▶ Required work: How many of the lines below include "outlines"? Give the number and no other words.
[[ Available records, beginning ]]
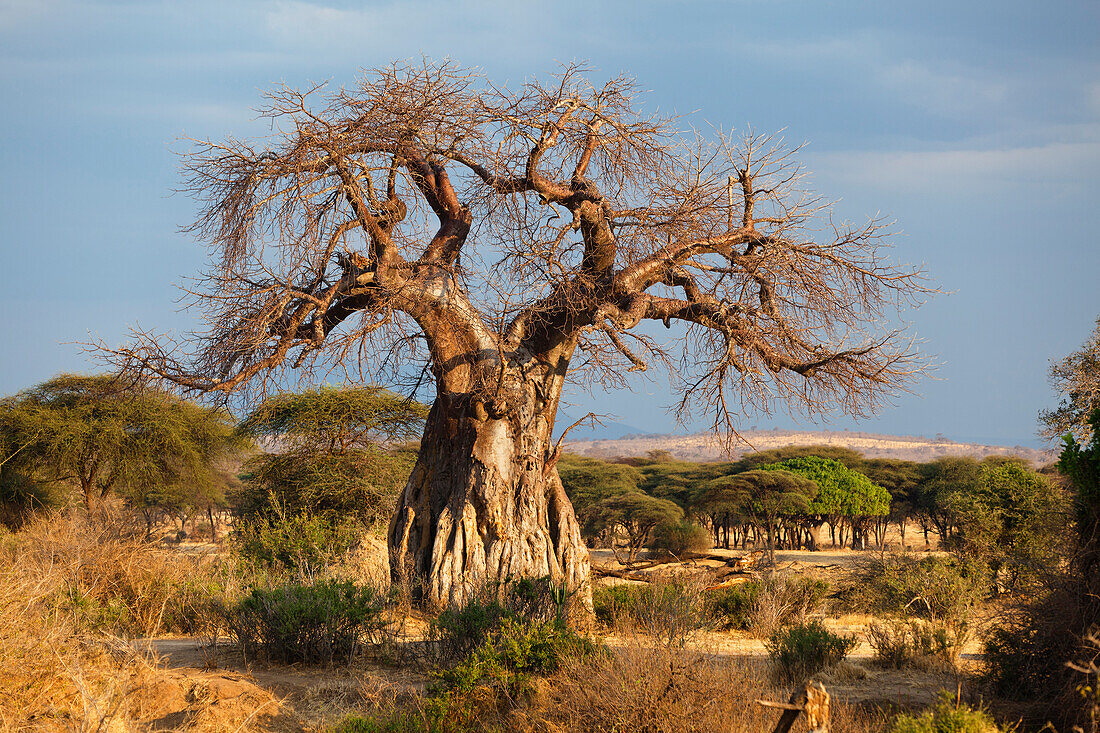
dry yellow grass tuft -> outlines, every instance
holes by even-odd
[[[270,729],[278,701],[243,679],[161,668],[113,632],[160,630],[210,574],[118,526],[41,519],[0,542],[0,730]]]

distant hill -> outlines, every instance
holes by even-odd
[[[568,423],[566,423],[568,425]],[[628,426],[622,426],[628,427]],[[923,438],[900,435],[877,435],[848,430],[748,430],[742,437],[748,443],[740,444],[732,456],[722,450],[720,441],[711,433],[693,435],[639,435],[625,434],[617,438],[597,437],[581,439],[577,429],[569,433],[565,450],[594,458],[618,456],[644,456],[652,450],[666,450],[674,457],[686,461],[719,461],[739,458],[746,453],[782,448],[788,445],[833,445],[859,451],[867,458],[899,458],[908,461],[931,461],[943,456],[973,456],[984,458],[992,455],[1016,455],[1026,458],[1035,466],[1050,463],[1057,457],[1054,451],[1043,451],[1024,446],[981,445],[956,443],[946,438]]]
[[[565,411],[558,412],[557,422],[554,423],[554,440],[569,429],[569,426],[579,420],[582,415],[571,415]],[[602,425],[594,425],[591,421],[581,423],[569,431],[569,440],[620,440],[622,438],[644,435],[646,431],[633,425],[604,419]]]

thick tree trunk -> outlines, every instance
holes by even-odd
[[[414,599],[446,606],[486,585],[549,577],[591,605],[588,548],[547,466],[553,412],[531,403],[505,418],[465,396],[432,406],[389,530],[393,579]]]

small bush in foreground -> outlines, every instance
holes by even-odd
[[[500,630],[450,669],[437,673],[439,691],[469,694],[487,686],[515,697],[533,675],[557,672],[568,657],[594,651],[564,624],[505,618]]]
[[[444,609],[428,627],[428,652],[435,664],[454,664],[496,634],[506,620],[554,623],[570,612],[568,593],[550,578],[521,578],[481,588],[462,605]]]
[[[361,526],[311,514],[280,513],[241,523],[233,552],[247,567],[314,574],[359,545]]]
[[[382,627],[383,597],[348,581],[253,589],[227,612],[245,656],[331,664],[349,658]]]
[[[682,646],[692,632],[708,625],[705,591],[691,578],[599,588],[592,605],[604,624],[640,629],[665,644]]]
[[[959,651],[946,628],[927,621],[872,621],[867,641],[875,650],[875,659],[894,669],[927,668],[937,663],[951,666]]]
[[[854,636],[834,634],[811,621],[773,632],[764,647],[778,675],[797,681],[839,664],[857,643]]]
[[[768,637],[777,628],[803,623],[821,610],[829,584],[810,578],[767,577],[707,593],[707,608],[726,628]]]
[[[890,733],[998,733],[1001,729],[983,710],[958,704],[946,692],[921,715],[899,715]]]

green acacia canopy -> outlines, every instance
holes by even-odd
[[[414,450],[394,444],[419,437],[427,414],[419,402],[375,386],[269,397],[237,431],[273,439],[277,450],[249,461],[235,511],[380,519],[415,461]]]
[[[216,490],[216,464],[241,450],[229,414],[146,385],[63,374],[0,401],[5,471],[80,490]]]
[[[237,428],[292,450],[340,453],[420,437],[428,408],[384,387],[322,387],[264,400]]]
[[[748,510],[767,517],[805,514],[818,493],[816,482],[792,471],[745,471],[729,478],[745,492]]]
[[[789,471],[816,483],[818,492],[807,510],[809,514],[874,517],[890,510],[886,489],[839,461],[807,456],[762,466],[761,470]]]

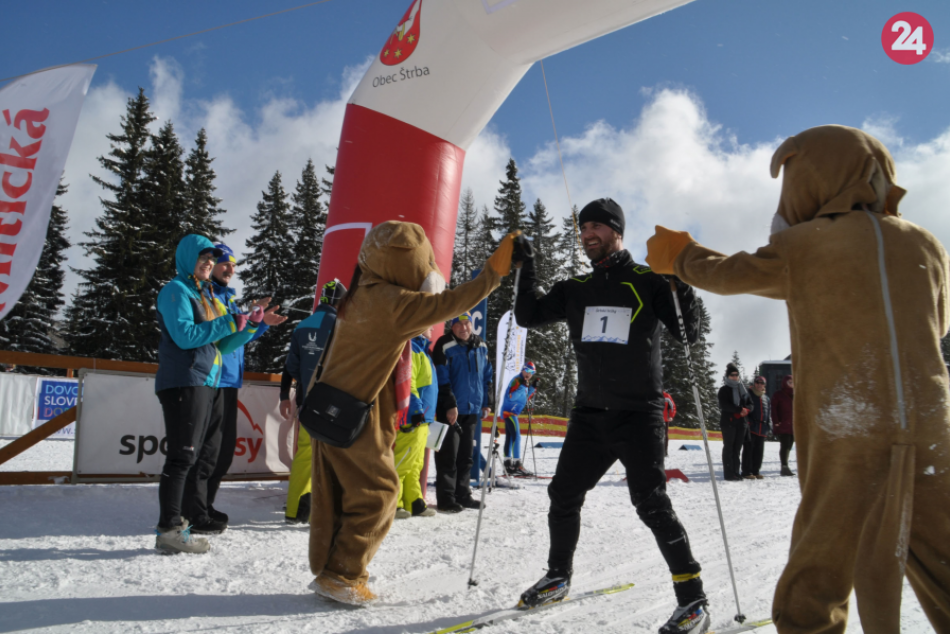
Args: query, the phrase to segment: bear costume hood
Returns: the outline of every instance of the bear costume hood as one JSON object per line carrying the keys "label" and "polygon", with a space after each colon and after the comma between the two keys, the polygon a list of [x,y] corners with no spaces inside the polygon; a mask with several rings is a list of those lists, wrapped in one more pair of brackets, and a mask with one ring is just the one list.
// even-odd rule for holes
{"label": "bear costume hood", "polygon": [[441,293],[445,277],[425,230],[415,223],[390,220],[373,227],[360,248],[360,286],[388,282],[412,291]]}
{"label": "bear costume hood", "polygon": [[772,178],[778,178],[783,166],[772,233],[865,206],[868,211],[900,216],[897,207],[907,192],[894,183],[894,159],[862,130],[823,125],[789,137],[772,155]]}

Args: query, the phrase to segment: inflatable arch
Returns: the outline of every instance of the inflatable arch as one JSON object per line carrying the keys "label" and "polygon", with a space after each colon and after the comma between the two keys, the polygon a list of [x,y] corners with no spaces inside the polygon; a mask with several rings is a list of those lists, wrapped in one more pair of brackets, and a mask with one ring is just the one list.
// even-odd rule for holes
{"label": "inflatable arch", "polygon": [[413,0],[346,106],[317,288],[386,220],[422,225],[447,275],[465,151],[531,65],[690,1]]}

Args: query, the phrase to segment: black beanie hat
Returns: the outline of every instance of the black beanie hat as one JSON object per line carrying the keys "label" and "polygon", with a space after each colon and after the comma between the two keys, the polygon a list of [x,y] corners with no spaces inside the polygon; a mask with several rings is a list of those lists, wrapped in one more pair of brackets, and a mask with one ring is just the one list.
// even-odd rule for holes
[[ Available records, end ]]
▶ Answer section: 5